Adana 5’inci Ağır Ceza mahkemesinin Sivil Toplum Kuruluşu yöneticilerinden 24 kişiye ceza vermesine tepkiler gelmeye devam ediyor.
Cezalara tepki gösteren mağdur Murat Sülün’ün eşi Aynur Sülün ile aynı dosyadan 6 yıl 3 ay ceza alan Abidin Serin’in eşi Güllü Serin, alınan bu kararla, Türkiye’de yeni bir hukuksuzluğun altına imza atıldığını ve hukuk kılıfı adı altında adeta zulüm yapıldığına dikkat çektiler.
Eşi Murat Sülün’ün de içinde bulunduğu Adana İslami STK üye ve gönüllülerine 115 yıl hapis cezası veren mahkemenin, kişilerin örgütlenme hakkını terör unsuru olarak gördüğüne dikkat çeken Aynur Sülün,“Mahkeme verdiği bu kararla aslında Anayasanın 33. Maddesini de ihlal etmiş oldu. Anayasada Türkiye'de yaşayan her vatandaşın vakıf ve dernek açarak yasal faaliyetlerde bulunma hakkı vardır. Ama bir yerlerden talimat geldiği gibi İslami vakıf ve derneklere üyelik, aleyhte delil olarak gösterilebiliyor. Dolayısıyla bu STK’ların dindar bir nesil yetiştirmek üzerine yaptıkları tüm çalışma ve programları, yasal olmasına rağmen suç sayıldı. Bu hak ihlaline karşı yargıdan hesap sorulmalıdır. Fakat kendisine dokunan hâkimlere soruşturma başlatan, açığa aldıran hükümet, dindar insanların mağduriyetlerini giderme noktasında eli kolu bağlıymış gibi davranıyor. 28 Şubat ve 12 Eylül darbecilerinden yargı mağduru deyip adeta özür dileyen hükümet, toplumun ıslahı için çalışanlara yapılan adaletsizlikleri görmüyor. O insanlar zindana girerlerse arkalarında yuvası çatısız kalan eşlerin, babalarını demir parmaklıklar içinde görmeye içi yanan çocukların, ciğeri adeta ufalanan anaların ahı, sorumluların ve seyirci kalan hükümetin de peşini bırakmayacak.” dedi.
“Eşimin tek suçu insanlara yardım etmek”

──────────────────────────────

**Görev A**. Adana'daki STK yöneticilerine verilen cezalarla ilgili haberde adı geçen bütün kişileri sırala.
**Görev B**. Adana'daki STK yöneticilerine verilen cezalarla ilgili haberi son satırından itibaren devam ettir.

**Kaynaktan Alıntı**.
──────────────────────────────

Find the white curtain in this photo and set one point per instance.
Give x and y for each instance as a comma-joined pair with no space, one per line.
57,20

──────────────────────────────

**Alıştırma Çıktısı A**.
Murat Sülün
Aynur Sülün
Abidin Serin
Güllü Serin

**Alıştırma Çıktısı B**.
Eşi Abidin Serin’in Camide Kur’an dersi verdiği için geçmiş yıllarda da cezaevine atıldığını söyleyen Güllü Serin ise,“Eşim daha önce 2001 yılında camide Kur’an dersi verdiği için Beraat gecesi saat 02.00’de evden alındı. 5 günlük bir sorgulamanın ardından mahkemeye sevk edildi ve 15 yılla cezalandırıldı. Eşim o tarihte memur olduğundan maaşının 3/2 sini alabildiğimiz için fazla bir maddi sıkıntı çekmedik. Ama çocuklarım o tarihte çok küçük olduğundan oldukça manevi sıkıntılar çektik. Çocukları babasız büyütmek ne demek, o tarihte öğrendim. Cezaevi yollarında çok sıkıntılar çektik. Takriben 22 ay sonra eşim cezaevinden çıktı. Allah'a (cc) hamdolsun ki ‘Eşin hangi suçtan cezaevine girdi’ diye sorulduğunda başımız önümüze eğilmiyordu” şeklinde konuştu.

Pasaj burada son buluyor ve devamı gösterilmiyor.